§ **EXERCISE DESCRIPTION**
Pick out and copy every line in the entries below that contains the word "window". Case counts.

____________________

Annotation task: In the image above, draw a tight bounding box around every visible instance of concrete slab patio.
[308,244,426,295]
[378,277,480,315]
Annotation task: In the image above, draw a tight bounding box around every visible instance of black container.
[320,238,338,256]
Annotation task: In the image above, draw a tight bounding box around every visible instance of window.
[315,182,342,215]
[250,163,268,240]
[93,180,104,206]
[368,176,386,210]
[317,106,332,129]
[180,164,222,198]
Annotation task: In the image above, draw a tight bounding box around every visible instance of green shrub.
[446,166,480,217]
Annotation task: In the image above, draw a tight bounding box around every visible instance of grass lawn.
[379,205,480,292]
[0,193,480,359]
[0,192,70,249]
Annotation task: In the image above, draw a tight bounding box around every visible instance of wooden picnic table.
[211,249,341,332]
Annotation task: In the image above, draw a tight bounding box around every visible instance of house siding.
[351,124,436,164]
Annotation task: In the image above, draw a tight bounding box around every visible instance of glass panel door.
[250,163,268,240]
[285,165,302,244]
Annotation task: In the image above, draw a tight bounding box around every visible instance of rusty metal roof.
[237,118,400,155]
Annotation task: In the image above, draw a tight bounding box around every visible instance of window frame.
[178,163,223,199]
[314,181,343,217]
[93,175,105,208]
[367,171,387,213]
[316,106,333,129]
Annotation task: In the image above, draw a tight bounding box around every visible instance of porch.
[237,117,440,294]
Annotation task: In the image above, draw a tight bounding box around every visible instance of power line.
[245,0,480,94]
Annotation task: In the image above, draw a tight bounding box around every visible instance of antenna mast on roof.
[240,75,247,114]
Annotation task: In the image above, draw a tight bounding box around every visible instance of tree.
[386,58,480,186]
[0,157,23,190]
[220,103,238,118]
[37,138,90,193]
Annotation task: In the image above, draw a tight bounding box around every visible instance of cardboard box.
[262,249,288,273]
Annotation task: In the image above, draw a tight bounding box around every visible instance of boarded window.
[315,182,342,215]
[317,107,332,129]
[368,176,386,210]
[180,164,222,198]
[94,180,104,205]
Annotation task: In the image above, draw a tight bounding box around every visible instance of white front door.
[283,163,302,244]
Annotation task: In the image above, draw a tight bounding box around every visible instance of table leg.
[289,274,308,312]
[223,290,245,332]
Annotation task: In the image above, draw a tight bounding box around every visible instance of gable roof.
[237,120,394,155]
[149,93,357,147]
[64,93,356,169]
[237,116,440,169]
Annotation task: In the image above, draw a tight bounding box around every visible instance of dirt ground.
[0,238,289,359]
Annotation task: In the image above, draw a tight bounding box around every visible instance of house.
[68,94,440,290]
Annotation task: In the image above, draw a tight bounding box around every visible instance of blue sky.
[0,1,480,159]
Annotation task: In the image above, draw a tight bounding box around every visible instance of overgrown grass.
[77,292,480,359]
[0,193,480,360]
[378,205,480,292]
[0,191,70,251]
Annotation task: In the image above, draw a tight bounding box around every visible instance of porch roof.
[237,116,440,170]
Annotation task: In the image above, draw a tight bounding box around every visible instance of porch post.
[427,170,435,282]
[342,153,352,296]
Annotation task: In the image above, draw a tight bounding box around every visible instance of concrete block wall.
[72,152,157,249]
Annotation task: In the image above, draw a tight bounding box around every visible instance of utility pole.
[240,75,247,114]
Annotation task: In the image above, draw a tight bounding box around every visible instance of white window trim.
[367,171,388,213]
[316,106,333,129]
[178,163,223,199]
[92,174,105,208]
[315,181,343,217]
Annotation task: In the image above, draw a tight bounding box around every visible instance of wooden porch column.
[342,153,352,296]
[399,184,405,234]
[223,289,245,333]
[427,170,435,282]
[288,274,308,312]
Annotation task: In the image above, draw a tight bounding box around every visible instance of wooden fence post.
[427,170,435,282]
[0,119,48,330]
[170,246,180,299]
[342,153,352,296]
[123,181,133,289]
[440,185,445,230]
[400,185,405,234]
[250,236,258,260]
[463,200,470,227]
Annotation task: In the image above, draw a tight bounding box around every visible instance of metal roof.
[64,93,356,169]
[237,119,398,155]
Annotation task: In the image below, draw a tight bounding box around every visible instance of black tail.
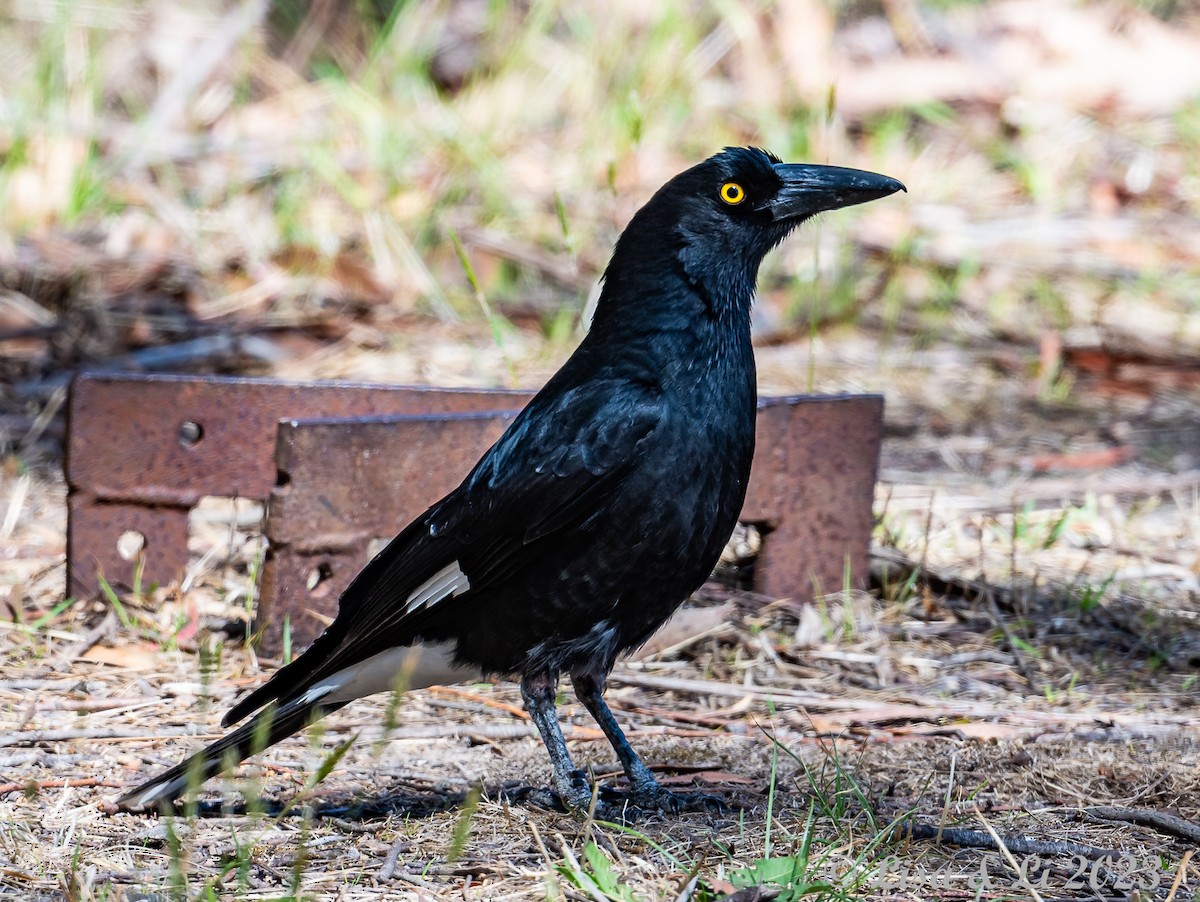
[116,696,346,811]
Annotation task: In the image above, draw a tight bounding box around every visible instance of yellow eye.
[721,181,746,206]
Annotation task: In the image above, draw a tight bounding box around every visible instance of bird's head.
[606,148,905,321]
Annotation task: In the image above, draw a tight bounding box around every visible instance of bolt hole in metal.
[116,529,146,560]
[179,420,204,447]
[306,561,334,597]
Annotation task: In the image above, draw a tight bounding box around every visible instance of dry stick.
[974,805,1044,902]
[1084,805,1200,844]
[984,588,1042,692]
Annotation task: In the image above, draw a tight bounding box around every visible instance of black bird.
[118,148,904,810]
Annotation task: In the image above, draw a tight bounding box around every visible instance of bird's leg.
[521,671,592,811]
[571,672,724,811]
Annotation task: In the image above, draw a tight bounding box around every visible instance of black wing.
[222,379,667,726]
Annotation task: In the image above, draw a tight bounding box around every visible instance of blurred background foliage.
[0,0,1200,445]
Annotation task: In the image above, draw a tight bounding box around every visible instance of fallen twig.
[1084,805,1200,843]
[893,820,1122,860]
[0,777,125,795]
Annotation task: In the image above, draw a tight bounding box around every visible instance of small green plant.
[557,842,638,902]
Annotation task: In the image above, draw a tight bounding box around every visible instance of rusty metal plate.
[256,410,516,654]
[66,373,530,595]
[258,395,883,654]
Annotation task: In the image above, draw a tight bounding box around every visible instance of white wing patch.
[404,561,470,614]
[302,643,481,704]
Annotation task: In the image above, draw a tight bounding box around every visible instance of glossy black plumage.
[119,148,902,808]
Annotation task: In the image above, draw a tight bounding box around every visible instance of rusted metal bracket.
[66,374,530,606]
[66,374,883,653]
[258,395,883,650]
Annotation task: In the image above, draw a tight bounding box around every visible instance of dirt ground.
[0,321,1200,900]
[0,0,1200,902]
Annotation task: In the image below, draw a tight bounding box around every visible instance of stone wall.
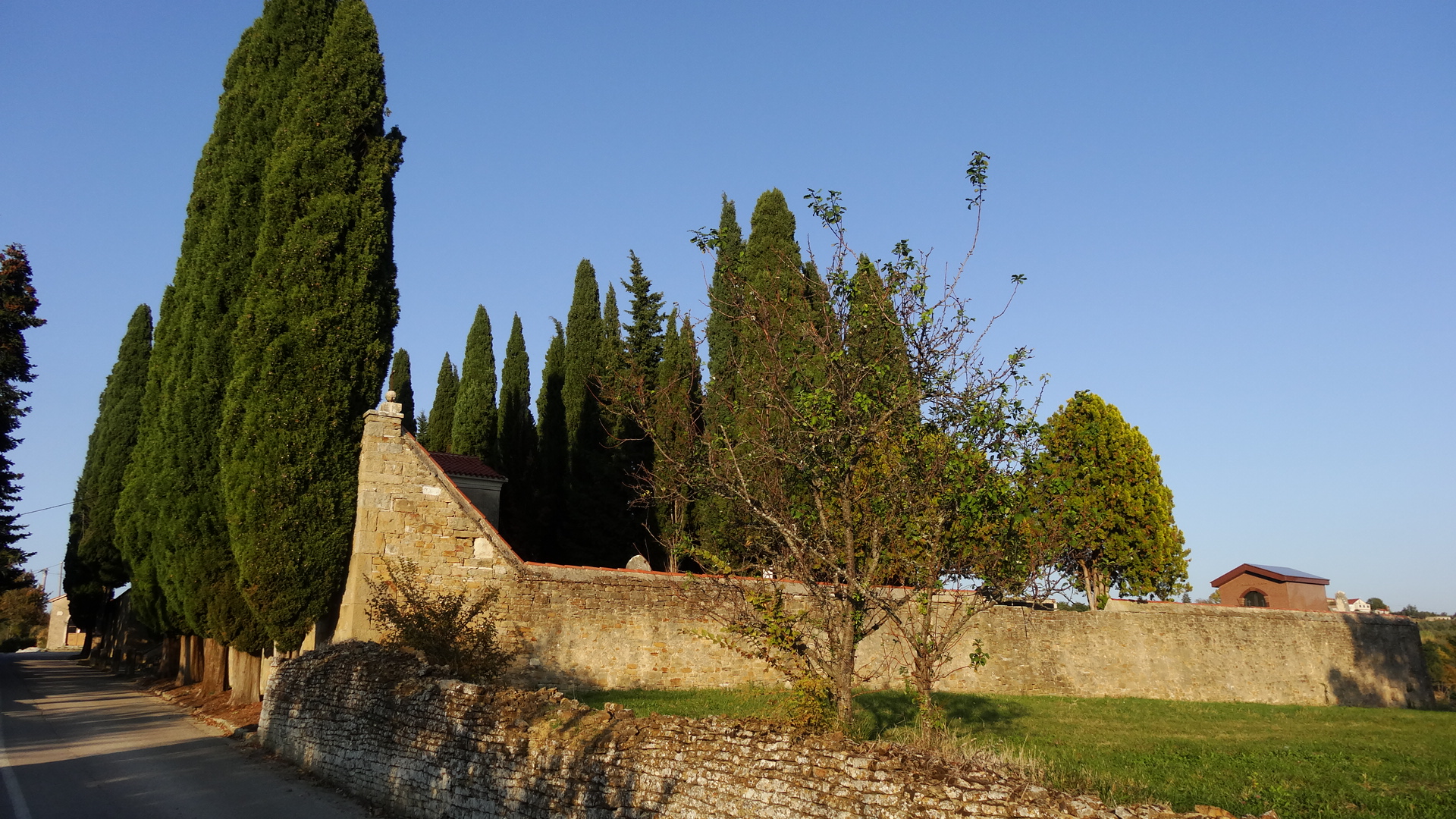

____________________

§ **PROBLEM SOLUTION**
Annotation task: In the image above, draw a tight bounding box around every visible instance of window.
Annotation task: In the image above, draw a tight bounding box around every visible instance of window frame.
Annotation task: In the image above, draw a tight bounding box around every visible instance of boarded window.
Annotation task: In the image above, draw a tight bounding box around every visible instance of white window trim.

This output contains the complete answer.